| Exercise objective |
Please copy all of the rows below word for word, leaving the pictures out of your copy.

:: Provided entries ::

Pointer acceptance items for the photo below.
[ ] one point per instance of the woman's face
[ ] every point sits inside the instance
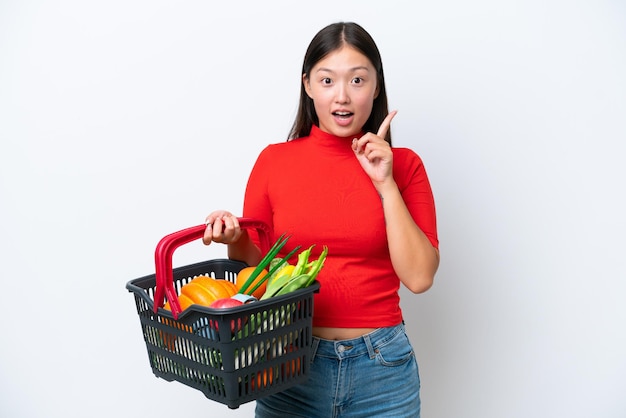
(343, 87)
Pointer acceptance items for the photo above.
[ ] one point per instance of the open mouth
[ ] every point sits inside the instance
(343, 115)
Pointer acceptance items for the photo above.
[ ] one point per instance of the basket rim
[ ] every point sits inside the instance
(132, 287)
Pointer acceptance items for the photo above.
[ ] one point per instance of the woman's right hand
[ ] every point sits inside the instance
(222, 227)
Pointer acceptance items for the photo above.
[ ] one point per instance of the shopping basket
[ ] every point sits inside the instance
(234, 355)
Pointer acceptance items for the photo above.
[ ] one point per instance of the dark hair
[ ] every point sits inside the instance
(330, 39)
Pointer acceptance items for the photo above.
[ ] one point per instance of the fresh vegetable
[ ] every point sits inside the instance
(302, 275)
(278, 245)
(272, 263)
(242, 279)
(204, 290)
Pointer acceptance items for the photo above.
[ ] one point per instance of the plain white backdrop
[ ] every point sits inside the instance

:::

| Finished exercise |
Pointer acceptance items for the photo below.
[ ] one point per instance of the woman's face
[ ] every point sits inside the instance
(343, 87)
Pointer acceptance items for the photo above.
[ ] one point per instance of the open mouth
[ ] every point sits inside the instance
(343, 115)
Pointer acceptance items for the photo above.
[ ] one point per instance of the basket rim
[ ] every point sits inside the instance
(132, 287)
Pointer acceptance items for the photo above.
[ ] one point per instance of the woman's right hand
[ ] every point sits inside the instance
(222, 227)
Pointer acceptance items for the photo above.
[ ] one point per instance of the shopping basket
[ ] every point sits inside the instance
(234, 355)
Pointer acceptance items for the photo above.
[ ] one point per instance of the dark hair
[ ] every point sits inside the instance
(330, 39)
Pointer acceptance items for the photo above.
[ ] one point per instance of the fresh vegetable
[ ] every point sits inside the instance
(302, 275)
(278, 245)
(272, 263)
(242, 279)
(204, 290)
Pointer acceptance items for the photo above.
[ ] one point per instance of the plain white backdrop
[ ] every point sits inside the instance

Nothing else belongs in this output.